Point labeling dataset excerpts
►

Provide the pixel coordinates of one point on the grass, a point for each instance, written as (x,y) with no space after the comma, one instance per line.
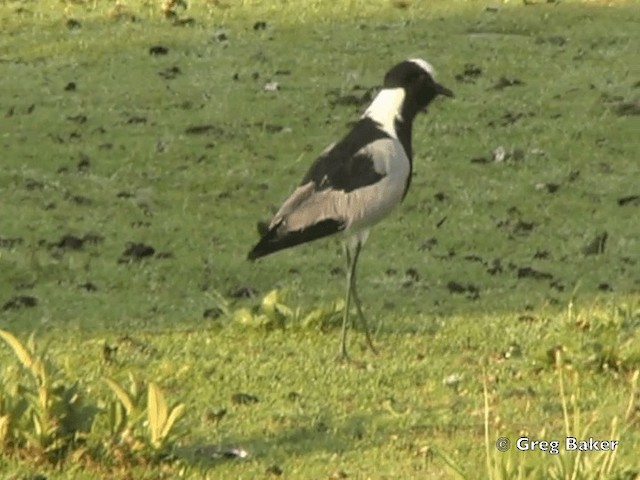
(486,267)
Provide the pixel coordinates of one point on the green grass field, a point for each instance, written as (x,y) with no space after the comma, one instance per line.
(124,128)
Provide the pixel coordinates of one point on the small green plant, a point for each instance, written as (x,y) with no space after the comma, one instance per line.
(44,418)
(40,413)
(126,416)
(274,312)
(161,419)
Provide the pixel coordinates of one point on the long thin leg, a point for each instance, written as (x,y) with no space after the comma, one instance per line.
(352,262)
(351,265)
(363,319)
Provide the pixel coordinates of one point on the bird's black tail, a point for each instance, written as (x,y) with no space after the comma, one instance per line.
(278,238)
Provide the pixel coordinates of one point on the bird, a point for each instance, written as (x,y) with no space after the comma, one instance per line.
(357,181)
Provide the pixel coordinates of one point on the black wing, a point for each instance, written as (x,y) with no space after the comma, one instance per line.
(342,167)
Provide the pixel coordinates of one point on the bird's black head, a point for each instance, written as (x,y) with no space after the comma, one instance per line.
(415,77)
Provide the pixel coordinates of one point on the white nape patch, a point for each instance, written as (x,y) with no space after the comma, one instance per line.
(386,108)
(426,66)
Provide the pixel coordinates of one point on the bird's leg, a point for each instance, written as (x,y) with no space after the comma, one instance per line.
(356,300)
(345,316)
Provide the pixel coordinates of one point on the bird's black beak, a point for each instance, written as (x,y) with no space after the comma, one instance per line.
(442,90)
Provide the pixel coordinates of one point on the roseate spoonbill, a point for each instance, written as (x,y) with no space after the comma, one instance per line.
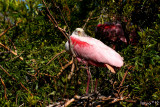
(91,51)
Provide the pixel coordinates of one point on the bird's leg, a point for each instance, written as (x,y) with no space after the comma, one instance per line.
(97,78)
(89,76)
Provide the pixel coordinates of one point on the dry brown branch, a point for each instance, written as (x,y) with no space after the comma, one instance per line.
(87,20)
(123,79)
(91,99)
(62,16)
(5,93)
(14,53)
(13,45)
(54,21)
(9,28)
(15,80)
(56,56)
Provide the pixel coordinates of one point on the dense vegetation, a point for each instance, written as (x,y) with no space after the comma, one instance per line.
(30,75)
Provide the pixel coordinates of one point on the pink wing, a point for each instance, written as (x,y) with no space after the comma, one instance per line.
(91,49)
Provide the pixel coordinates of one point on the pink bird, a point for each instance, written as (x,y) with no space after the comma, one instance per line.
(91,51)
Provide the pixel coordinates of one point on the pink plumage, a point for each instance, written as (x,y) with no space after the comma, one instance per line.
(89,50)
(92,51)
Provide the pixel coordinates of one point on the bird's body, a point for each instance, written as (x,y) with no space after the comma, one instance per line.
(91,51)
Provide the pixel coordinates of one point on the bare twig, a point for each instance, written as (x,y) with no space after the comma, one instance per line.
(88,19)
(5,31)
(124,79)
(5,93)
(62,16)
(55,22)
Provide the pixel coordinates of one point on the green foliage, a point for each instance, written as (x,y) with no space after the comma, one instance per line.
(31,82)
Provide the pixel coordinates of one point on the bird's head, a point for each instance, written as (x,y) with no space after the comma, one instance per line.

◄

▶ **Short task**:
Copy the records above exactly. The pictures are not part of the copy.

▶ **Result of the exercise**:
Provide the pixel coordinates of one point on the grass, a point for each instance, written as (x,y) with no space after the comma, one instance per line.
(486,267)
Provide the pixel coordinates of one point on the green grass field, a point for each instance, written as (x,y) with no space after the comma, one instance per line.
(124,128)
Provide the pixel coordinates of one point on the small green plant, a point for each instance, written as (x,y) with no space after the comma, one instance per line.
(44,418)
(40,413)
(126,416)
(274,312)
(161,419)
Provide the pixel coordinates of one point on the long thin leg, a point for each instance, written as (x,y) with no space after the comma, one instance per line.
(352,262)
(351,265)
(363,319)
Provide the pixel coordinates of one point on the bird's black tail, a point for each instance, written as (x,y) with no space after the comma, one instance per line.
(278,238)
Provide the pixel coordinates of one point on the bird, a point for each instance, written as (x,y) with no space after the comma, one instance per line.
(357,181)
Provide the pixel coordinates of one point on the black wing, a point for each instance, written as (x,y) with no space after the comma, one instance per line.
(342,167)
Provide the pixel coordinates of one point on the bird's black head, a point for each instance, written as (x,y) with no space after the comma, one instance per line.
(415,77)
Provide the pixel coordinates of one point on the white nape patch, a point for each instance, written as (x,y) with no space after the comma, one instance per line.
(386,108)
(426,66)
Provide the pixel coordinates of one point on the bird's leg, a point for each instance, written as (x,y) with no space after the comma, one instance per line.
(356,300)
(345,316)
Provide the pixel coordinates of one point on the bird's black beak, a point for each instance, written as (x,y) with no space after the comma, one instance per line.
(442,90)
Provide the pixel coordinates of one point on the roseate spoonbill, a point for each instance, written as (x,y) with no space after the comma, one instance per line.
(91,51)
Provide the pixel coordinates of one point on the bird's leg, a point for each instance, written as (x,y) with no space after the comma, one instance per line.
(97,78)
(89,76)
Provide the pixel coordinates of one point on the dry brown branch, a point for each instance, written as (x,y) with no space after the comma, one instance per line.
(87,20)
(123,79)
(91,99)
(62,16)
(5,93)
(14,53)
(13,45)
(54,21)
(9,28)
(15,80)
(56,56)
Provide the pixel coordinates of one point on the dense vegetation, a point for each instance, written as (x,y) with no space after the comma, one instance per line.
(30,75)
Provide the pixel coordinates of one point on the pink wing, a point for each instance, written as (x,y) with no space after the comma, one instance per line.
(91,49)
Provide the pixel coordinates of one point on the pink bird, a point for each instance, written as (x,y) with no space after the comma, one instance per line.
(91,51)
Provide the pixel coordinates of one point on the pink plumage, a point for each instance, written as (x,y) with no space after the comma, one instance per line.
(89,50)
(92,51)
Provide the pixel coordinates of one point on the bird's body, a point for each instance, written as (x,y) with no space after the comma, one instance per line.
(91,51)
Provide the pixel coordinates of one point on the bare twig, a point for each instance, written as (x,y) with no space after the comma, one instance per line.
(88,19)
(5,31)
(124,79)
(5,93)
(62,16)
(55,22)
Provide the pixel coordinates of one point on the green foliage, a point for each instance, written as (x,y) with no space after the comma, one instance per line.
(31,82)
Provide the pixel coordinates of one point on the bird's head, a point for each instance, written as (x,y) with no space after the comma, one instance per line.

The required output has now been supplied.